-- Exercise --
Some lines in the entries contain the word "that". Copy all of them.

#### Input records ####

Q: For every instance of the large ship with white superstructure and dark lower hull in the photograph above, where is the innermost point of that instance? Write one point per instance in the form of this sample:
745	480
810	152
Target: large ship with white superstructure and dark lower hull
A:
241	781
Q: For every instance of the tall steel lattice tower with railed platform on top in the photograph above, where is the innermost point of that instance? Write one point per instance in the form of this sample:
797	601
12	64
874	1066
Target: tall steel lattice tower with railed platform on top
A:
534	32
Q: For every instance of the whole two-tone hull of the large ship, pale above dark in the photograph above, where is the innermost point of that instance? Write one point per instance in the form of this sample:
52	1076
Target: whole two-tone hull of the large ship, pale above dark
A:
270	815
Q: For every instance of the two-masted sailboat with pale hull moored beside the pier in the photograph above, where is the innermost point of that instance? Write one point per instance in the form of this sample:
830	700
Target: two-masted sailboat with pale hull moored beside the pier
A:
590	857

####

-- Solved problem --
Q: For every instance of the large ship with white superstructure and dark lower hull in the photograph above, where is the innermost point of that instance? Write one point per instance in the form of this sample:
Q: For every instance of the tall steel lattice tower with railed platform on top in the photograph above, where is the innermost point of that instance? Write one point per instance in the form of this sample:
Q: For every instance of the whole two-tone hull of the large ship, pale above dark in the photograph above, where is the innermost point of that instance? Write one point per instance in the form of this sample:
Q: For every instance of the two-masted sailboat with pale hull moored beside the pier in the photograph above, where is the innermost point of that instance? Write one point per instance in the form of this sample:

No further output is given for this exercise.